**What to produce:**
Update the listing below, replacing each occurrence of "Target" with "Object" and leaving every other line and character untouched.

**Stored data:**
__________
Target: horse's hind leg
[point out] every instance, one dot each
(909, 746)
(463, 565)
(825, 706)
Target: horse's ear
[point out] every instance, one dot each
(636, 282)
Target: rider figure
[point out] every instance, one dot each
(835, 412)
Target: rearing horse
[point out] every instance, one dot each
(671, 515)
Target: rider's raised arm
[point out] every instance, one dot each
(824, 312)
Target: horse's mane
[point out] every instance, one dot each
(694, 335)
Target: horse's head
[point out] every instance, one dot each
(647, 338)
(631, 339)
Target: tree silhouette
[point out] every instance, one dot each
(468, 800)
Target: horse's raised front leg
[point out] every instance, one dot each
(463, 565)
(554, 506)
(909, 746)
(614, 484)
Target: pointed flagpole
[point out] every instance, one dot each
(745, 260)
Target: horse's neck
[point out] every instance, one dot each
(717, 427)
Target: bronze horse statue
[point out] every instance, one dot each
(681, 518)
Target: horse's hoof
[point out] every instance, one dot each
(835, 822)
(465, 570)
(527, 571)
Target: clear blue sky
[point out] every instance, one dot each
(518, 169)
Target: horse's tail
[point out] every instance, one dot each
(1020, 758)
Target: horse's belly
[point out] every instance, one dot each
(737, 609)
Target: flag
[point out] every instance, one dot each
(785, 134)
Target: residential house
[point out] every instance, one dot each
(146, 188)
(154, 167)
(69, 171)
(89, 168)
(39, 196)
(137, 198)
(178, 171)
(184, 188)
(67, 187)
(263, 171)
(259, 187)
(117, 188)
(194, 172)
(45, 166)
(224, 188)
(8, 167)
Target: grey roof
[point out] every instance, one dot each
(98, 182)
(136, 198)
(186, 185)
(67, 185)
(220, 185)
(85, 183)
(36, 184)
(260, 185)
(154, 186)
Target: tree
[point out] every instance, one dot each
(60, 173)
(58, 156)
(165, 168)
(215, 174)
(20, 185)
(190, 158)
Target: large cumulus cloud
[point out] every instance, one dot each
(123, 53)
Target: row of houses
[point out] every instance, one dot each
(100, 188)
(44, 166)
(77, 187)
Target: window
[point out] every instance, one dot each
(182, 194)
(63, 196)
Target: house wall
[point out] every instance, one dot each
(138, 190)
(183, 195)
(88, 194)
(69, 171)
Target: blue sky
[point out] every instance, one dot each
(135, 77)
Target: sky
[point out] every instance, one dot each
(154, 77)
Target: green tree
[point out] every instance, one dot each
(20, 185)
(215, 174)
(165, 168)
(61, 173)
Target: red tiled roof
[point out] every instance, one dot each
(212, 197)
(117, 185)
__________
**Written solution:**
Object: horse's hind leg
[point out] every instance, one dot each
(909, 746)
(463, 565)
(825, 706)
Object: horse's ear
[point out] every instance, one dot each
(636, 282)
Object: rider figure
[point out] every instance, one dot each
(835, 412)
Object: rearing horse
[point out] every instance, one dot each
(671, 515)
Object: rider's raised arm
[point out] every instance, one dot each
(824, 312)
Object: horse's mane
[point out] every instance, one dot each
(694, 335)
Object: horse's head
[point out] every instance, one dot each
(647, 338)
(631, 339)
Object: tree silhouette
[point out] every instance, one dot each
(468, 800)
Object: horse's raised front leg
[point out] every instance, one dot each
(463, 565)
(554, 506)
(909, 746)
(614, 484)
Object: pointed flagpole
[point out] every instance, one dot each
(745, 260)
Object: horse's neck
[point out] every instance, one dot each
(717, 427)
Object: bronze horse statue
[point out] every instance, one dot each
(681, 518)
Object: horse's hoof
[point out] every instance, one dot each
(835, 822)
(465, 570)
(527, 571)
Object: clear blue sky
[point out] every instance, one dot each
(518, 169)
Object: horse's tail
[point out] every instance, one dot each
(1020, 758)
Object: horse's belly
[point out] every instance, one dot each
(737, 609)
Object: flag
[point out] every instance, one dot each
(785, 134)
Object: residential house
[point out] every instance, one dot each
(146, 188)
(154, 167)
(69, 171)
(89, 168)
(39, 196)
(137, 198)
(178, 171)
(184, 188)
(67, 187)
(263, 171)
(259, 187)
(117, 188)
(194, 172)
(45, 166)
(224, 188)
(8, 167)
Object: grey roof
[point out] every instance, one dot each
(98, 182)
(136, 198)
(186, 185)
(67, 185)
(220, 185)
(85, 183)
(36, 184)
(260, 185)
(154, 186)
Object: tree
[point out] every instance, one dot each
(60, 173)
(58, 156)
(165, 168)
(215, 174)
(20, 185)
(190, 158)
Object: large cumulus cloud
[point out] every instance, one dot each
(123, 53)
Object: row of houses
[point out] every instance, one dot each
(100, 188)
(44, 166)
(77, 187)
Object: window
[point out] every instance, one dot each
(182, 194)
(63, 196)
Object: house wall
[point out] every instance, one dot each
(138, 190)
(183, 195)
(88, 194)
(69, 171)
Object: blue sky
[point out] every instance, one dot each
(135, 77)
Object: sky
[point out] every instance, one dot each
(154, 77)
Object: green tree
[point out] every instance, one dot each
(20, 185)
(215, 174)
(165, 168)
(61, 173)
Object: red tiled roof
[point out] every instance, one dot each
(212, 197)
(117, 185)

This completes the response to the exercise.